▶ _READING TEXT_
Jackson's manager and record label said the lyrics opposed prejudice and had been taken out of context. The following day, David A. Lehrer and Rabbi Marvin Hier, leaders of two Jewish organizations, stated that Jackson's attempt to make a song critical of discrimination had backfired. They felt the lyrics might be ambiguous and were unsuitable for young audiences because they might not understand the song's context. They acknowledged that Jackson meant well and suggested that he write an explanation in the album booklet. In his review of HIStory, Jon Pareles of The New York Times wrote that the song "gives the lie to his entire catalogue of brotherhood anthems with a burst of anti-Semitism".

On June 17, Jackson promised that future copies of the album would include an apology. On June 23, Jackson announced that he would alter the offending wording on future copies of the album. He reiterated his acceptance that the song was offensive to some. It was reported that "Jew me" and "Kike me" would be substituted with "do me" and "strike me", however, the offending words were instead covered up with loud, abstract noises drowning them out. Remixes of the song that were later released instead use repeated words ("Jew me, sue me" being replaced with "Sue me, sue me"). An apology was included in later issues of the album:

There has been a lot of controversy about my song, "They Don't Care About Us". My intention was for this song to say "No" to racism, anti-Semitism and stereotyping. Unfortunately, my choice of words may have unintentionally hurt the very people I wanted to stand in solidarity with. I just want you all to know how strongly I am committed to tolerance, peace and love, and I apologize to anyone who might have been hurt.
— Michael Jackson

Spike Lee defended Jackson's use of the word, by mentioning the double standard from the media. "While The New York Times asserted the use of racial slurs in 'They Don't Care About Us', they were silent on other racial slurs in the album. The Notorious B.I.G. says 'nigga' on 'This Time Around', another song on the HIStory album, but it did not attract media attention, as well as, many years before, use in lyrics of word 'nigger' by John Lennon."

▶ _WRITTEN TASK A_
Please reproduce the stretch of the records from the line containing "Place a point on the metal sign" through the line containing "<point>896,653</point>", both included, and nothing else.
The passage about the song controversy and the records that follow have no connection to each other.

▶ _DATA SHOWN_
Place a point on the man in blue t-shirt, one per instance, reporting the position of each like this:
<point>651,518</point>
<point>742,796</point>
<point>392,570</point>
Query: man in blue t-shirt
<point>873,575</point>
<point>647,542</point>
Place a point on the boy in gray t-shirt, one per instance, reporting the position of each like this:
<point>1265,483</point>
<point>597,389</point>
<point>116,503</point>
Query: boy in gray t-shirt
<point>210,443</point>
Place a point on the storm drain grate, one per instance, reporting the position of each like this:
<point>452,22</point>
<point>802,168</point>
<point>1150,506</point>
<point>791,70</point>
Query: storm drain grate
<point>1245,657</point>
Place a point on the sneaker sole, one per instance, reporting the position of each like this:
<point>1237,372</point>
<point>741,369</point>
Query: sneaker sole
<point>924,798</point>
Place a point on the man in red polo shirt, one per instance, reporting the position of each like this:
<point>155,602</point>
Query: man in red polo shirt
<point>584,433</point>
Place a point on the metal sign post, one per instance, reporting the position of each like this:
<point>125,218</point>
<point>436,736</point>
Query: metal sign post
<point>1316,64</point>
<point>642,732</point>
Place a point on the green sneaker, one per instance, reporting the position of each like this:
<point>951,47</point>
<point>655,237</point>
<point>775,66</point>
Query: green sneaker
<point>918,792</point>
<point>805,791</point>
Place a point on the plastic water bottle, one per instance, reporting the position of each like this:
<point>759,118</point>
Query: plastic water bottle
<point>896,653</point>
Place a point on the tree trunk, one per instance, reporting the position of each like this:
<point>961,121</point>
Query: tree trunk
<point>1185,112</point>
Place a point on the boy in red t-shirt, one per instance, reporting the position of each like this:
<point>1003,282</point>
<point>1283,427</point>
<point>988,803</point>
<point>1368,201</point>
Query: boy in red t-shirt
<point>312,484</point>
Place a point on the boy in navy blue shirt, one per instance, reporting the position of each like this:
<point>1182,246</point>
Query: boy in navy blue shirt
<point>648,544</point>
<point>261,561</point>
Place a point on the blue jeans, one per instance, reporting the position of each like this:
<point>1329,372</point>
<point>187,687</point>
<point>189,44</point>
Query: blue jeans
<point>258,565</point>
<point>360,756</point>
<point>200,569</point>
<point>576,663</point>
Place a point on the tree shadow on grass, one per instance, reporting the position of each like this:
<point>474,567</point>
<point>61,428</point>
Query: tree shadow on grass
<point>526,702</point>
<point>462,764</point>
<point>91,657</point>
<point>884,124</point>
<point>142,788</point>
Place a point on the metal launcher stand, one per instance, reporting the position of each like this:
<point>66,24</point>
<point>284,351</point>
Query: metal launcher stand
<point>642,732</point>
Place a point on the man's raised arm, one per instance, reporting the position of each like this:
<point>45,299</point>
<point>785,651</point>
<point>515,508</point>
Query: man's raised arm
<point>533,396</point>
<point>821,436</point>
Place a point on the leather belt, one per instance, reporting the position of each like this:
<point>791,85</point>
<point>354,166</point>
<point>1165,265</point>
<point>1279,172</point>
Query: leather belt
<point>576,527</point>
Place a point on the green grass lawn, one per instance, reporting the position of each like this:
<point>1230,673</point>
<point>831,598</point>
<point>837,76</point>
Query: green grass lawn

▶ _WRITTEN TASK B_
Name every person mentioned by name in the passage about the song controversy, listing each one once.

▶ _EXERCISE RESULT A_
Place a point on the metal sign post, one per instance, reporting the position of each like this:
<point>125,218</point>
<point>436,736</point>
Query: metal sign post
<point>1316,64</point>
<point>642,732</point>
Place a point on the green sneaker, one per instance, reporting the position of each like this:
<point>951,47</point>
<point>655,237</point>
<point>775,66</point>
Query: green sneaker
<point>918,792</point>
<point>805,791</point>
Place a point on the plastic water bottle, one per instance, reporting the position of each like this:
<point>759,118</point>
Query: plastic water bottle
<point>896,653</point>

▶ _EXERCISE RESULT B_
Michael Jackson
David A. Lehrer
Marvin Hier
Jon Pareles
Spike Lee
The Notorious B.I.G.
John Lennon